▸ GIVEN ENTRIES
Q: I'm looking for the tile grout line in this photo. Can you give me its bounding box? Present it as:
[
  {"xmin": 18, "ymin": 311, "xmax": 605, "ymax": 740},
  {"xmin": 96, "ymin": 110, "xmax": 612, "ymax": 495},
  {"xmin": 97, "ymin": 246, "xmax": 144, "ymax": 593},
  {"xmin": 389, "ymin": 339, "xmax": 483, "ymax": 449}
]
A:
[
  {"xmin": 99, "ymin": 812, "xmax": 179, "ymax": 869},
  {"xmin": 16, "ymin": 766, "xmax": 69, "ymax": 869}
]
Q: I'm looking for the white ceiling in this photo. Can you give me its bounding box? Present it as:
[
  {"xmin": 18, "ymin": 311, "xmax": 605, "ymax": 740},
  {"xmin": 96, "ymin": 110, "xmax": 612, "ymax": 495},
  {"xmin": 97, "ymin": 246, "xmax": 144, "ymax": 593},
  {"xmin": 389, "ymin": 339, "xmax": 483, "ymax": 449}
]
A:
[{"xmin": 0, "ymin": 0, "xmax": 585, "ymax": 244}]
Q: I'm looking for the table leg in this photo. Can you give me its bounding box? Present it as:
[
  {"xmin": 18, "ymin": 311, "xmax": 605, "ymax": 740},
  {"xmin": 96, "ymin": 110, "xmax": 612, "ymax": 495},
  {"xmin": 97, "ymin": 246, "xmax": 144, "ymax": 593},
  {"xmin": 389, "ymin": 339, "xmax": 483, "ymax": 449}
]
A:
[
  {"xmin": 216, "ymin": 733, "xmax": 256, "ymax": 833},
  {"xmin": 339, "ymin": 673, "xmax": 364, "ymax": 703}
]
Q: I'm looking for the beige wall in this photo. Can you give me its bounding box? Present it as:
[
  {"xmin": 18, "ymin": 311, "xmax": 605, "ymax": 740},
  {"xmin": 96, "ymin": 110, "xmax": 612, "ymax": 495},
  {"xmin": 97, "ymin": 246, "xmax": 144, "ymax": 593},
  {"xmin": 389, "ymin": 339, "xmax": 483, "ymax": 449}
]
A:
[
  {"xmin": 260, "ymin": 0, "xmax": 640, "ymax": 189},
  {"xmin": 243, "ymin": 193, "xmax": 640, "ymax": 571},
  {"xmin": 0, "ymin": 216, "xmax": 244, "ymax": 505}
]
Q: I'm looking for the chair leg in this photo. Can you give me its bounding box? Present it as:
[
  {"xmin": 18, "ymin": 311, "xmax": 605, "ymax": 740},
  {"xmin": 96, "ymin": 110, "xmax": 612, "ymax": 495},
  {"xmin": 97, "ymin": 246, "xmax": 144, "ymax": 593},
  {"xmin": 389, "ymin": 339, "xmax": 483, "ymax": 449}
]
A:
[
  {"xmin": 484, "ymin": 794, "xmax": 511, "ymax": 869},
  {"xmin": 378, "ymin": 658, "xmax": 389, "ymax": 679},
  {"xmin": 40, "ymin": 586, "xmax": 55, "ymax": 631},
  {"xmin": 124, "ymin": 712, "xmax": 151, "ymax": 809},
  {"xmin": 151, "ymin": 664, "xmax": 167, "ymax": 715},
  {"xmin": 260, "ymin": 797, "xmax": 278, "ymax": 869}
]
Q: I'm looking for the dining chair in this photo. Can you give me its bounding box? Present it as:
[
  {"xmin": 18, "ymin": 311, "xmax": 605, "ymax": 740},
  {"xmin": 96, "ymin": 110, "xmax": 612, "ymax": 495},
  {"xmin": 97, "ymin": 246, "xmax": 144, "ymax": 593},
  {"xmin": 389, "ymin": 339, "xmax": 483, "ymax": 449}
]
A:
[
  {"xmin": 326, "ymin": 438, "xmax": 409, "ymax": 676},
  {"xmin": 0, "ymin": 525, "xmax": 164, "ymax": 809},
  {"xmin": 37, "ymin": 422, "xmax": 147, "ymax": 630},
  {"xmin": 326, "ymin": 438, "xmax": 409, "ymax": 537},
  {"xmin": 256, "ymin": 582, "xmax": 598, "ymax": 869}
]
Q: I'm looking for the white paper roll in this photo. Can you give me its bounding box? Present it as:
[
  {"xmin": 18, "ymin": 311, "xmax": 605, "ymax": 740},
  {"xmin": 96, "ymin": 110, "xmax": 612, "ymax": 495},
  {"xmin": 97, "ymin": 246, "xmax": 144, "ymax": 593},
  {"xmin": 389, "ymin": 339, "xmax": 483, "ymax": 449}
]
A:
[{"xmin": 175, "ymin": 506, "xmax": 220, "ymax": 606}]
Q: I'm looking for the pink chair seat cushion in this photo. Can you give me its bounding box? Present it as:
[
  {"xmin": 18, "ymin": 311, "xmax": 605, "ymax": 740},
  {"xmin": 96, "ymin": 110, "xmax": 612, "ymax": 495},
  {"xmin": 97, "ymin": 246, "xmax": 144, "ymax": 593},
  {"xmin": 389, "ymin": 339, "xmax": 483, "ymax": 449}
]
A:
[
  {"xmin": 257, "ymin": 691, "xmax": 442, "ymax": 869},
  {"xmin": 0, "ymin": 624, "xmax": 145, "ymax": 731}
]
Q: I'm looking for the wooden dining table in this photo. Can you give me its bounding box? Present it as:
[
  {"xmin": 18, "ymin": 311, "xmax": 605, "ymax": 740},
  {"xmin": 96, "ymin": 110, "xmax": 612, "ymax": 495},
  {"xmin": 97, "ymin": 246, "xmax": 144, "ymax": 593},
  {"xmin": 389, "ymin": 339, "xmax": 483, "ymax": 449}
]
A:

▸ REQUIRED WORK
Can you edit the records above so that every "photo" reads "image" and everything else stays unchanged?

▸ WRITTEN ANSWER
Q: I'm looking for the tile grout line in this image. Can you give me its bounding box? Present it as:
[
  {"xmin": 18, "ymin": 311, "xmax": 605, "ymax": 740},
  {"xmin": 96, "ymin": 110, "xmax": 612, "ymax": 495},
  {"xmin": 97, "ymin": 246, "xmax": 144, "ymax": 593},
  {"xmin": 389, "ymin": 339, "xmax": 483, "ymax": 449}
]
A:
[
  {"xmin": 99, "ymin": 812, "xmax": 179, "ymax": 869},
  {"xmin": 16, "ymin": 766, "xmax": 69, "ymax": 869}
]
Q: I'm looking for the white ceiling in this image. Can you give me its bounding box? Present it as:
[
  {"xmin": 18, "ymin": 311, "xmax": 605, "ymax": 740},
  {"xmin": 96, "ymin": 110, "xmax": 612, "ymax": 495},
  {"xmin": 97, "ymin": 246, "xmax": 144, "ymax": 593},
  {"xmin": 389, "ymin": 339, "xmax": 483, "ymax": 449}
]
A:
[{"xmin": 0, "ymin": 0, "xmax": 585, "ymax": 244}]
Q: I'm looking for the table leg in this image. Can you give me its bounding box? Present it as:
[
  {"xmin": 18, "ymin": 311, "xmax": 605, "ymax": 740},
  {"xmin": 96, "ymin": 110, "xmax": 612, "ymax": 495},
  {"xmin": 97, "ymin": 246, "xmax": 144, "ymax": 593},
  {"xmin": 389, "ymin": 339, "xmax": 483, "ymax": 449}
]
A:
[
  {"xmin": 216, "ymin": 733, "xmax": 256, "ymax": 833},
  {"xmin": 339, "ymin": 673, "xmax": 364, "ymax": 703}
]
Q: I'm looking for the beige wall in this image. Can you give me its bounding box? Present it as:
[
  {"xmin": 18, "ymin": 311, "xmax": 605, "ymax": 740},
  {"xmin": 96, "ymin": 110, "xmax": 612, "ymax": 495},
  {"xmin": 97, "ymin": 246, "xmax": 144, "ymax": 593},
  {"xmin": 389, "ymin": 339, "xmax": 483, "ymax": 449}
]
A:
[
  {"xmin": 260, "ymin": 0, "xmax": 640, "ymax": 189},
  {"xmin": 243, "ymin": 193, "xmax": 640, "ymax": 571},
  {"xmin": 0, "ymin": 216, "xmax": 244, "ymax": 505}
]
Q: I'm looking for the chair leg in this image. Can you give me its bounding box? Present it as:
[
  {"xmin": 18, "ymin": 311, "xmax": 605, "ymax": 740},
  {"xmin": 96, "ymin": 110, "xmax": 612, "ymax": 495},
  {"xmin": 97, "ymin": 246, "xmax": 144, "ymax": 593},
  {"xmin": 389, "ymin": 339, "xmax": 483, "ymax": 449}
]
A:
[
  {"xmin": 484, "ymin": 794, "xmax": 511, "ymax": 869},
  {"xmin": 378, "ymin": 658, "xmax": 389, "ymax": 679},
  {"xmin": 40, "ymin": 586, "xmax": 55, "ymax": 631},
  {"xmin": 124, "ymin": 712, "xmax": 151, "ymax": 809},
  {"xmin": 151, "ymin": 664, "xmax": 167, "ymax": 715},
  {"xmin": 260, "ymin": 797, "xmax": 278, "ymax": 869}
]
Q: I'm looking for the dining chair in this image. Can you give me its bounding box? Present it as:
[
  {"xmin": 18, "ymin": 311, "xmax": 605, "ymax": 740},
  {"xmin": 96, "ymin": 110, "xmax": 612, "ymax": 495},
  {"xmin": 97, "ymin": 246, "xmax": 144, "ymax": 593},
  {"xmin": 389, "ymin": 339, "xmax": 483, "ymax": 449}
]
A:
[
  {"xmin": 326, "ymin": 438, "xmax": 409, "ymax": 676},
  {"xmin": 0, "ymin": 525, "xmax": 164, "ymax": 809},
  {"xmin": 37, "ymin": 422, "xmax": 147, "ymax": 630},
  {"xmin": 326, "ymin": 438, "xmax": 409, "ymax": 537},
  {"xmin": 256, "ymin": 582, "xmax": 598, "ymax": 869}
]
Q: I'm looking for the white paper roll in this image. Can you give me its bounding box? Present it as:
[
  {"xmin": 18, "ymin": 311, "xmax": 605, "ymax": 740},
  {"xmin": 96, "ymin": 110, "xmax": 612, "ymax": 495},
  {"xmin": 97, "ymin": 246, "xmax": 144, "ymax": 593},
  {"xmin": 389, "ymin": 339, "xmax": 483, "ymax": 449}
]
A:
[{"xmin": 175, "ymin": 506, "xmax": 220, "ymax": 606}]
Q: I'm looking for the pink chair seat cushion in this image. Can you give me its bounding box? Present it as:
[
  {"xmin": 18, "ymin": 311, "xmax": 605, "ymax": 740},
  {"xmin": 96, "ymin": 110, "xmax": 612, "ymax": 495},
  {"xmin": 97, "ymin": 246, "xmax": 144, "ymax": 593},
  {"xmin": 389, "ymin": 339, "xmax": 483, "ymax": 449}
]
A:
[
  {"xmin": 257, "ymin": 691, "xmax": 442, "ymax": 869},
  {"xmin": 0, "ymin": 624, "xmax": 145, "ymax": 731}
]
Q: I'm looking for the wooden dining table in this image. Can you give me its bounding box? Present it as:
[
  {"xmin": 18, "ymin": 311, "xmax": 605, "ymax": 740},
  {"xmin": 96, "ymin": 110, "xmax": 612, "ymax": 495},
  {"xmin": 97, "ymin": 246, "xmax": 144, "ymax": 593},
  {"xmin": 389, "ymin": 339, "xmax": 483, "ymax": 449}
]
A:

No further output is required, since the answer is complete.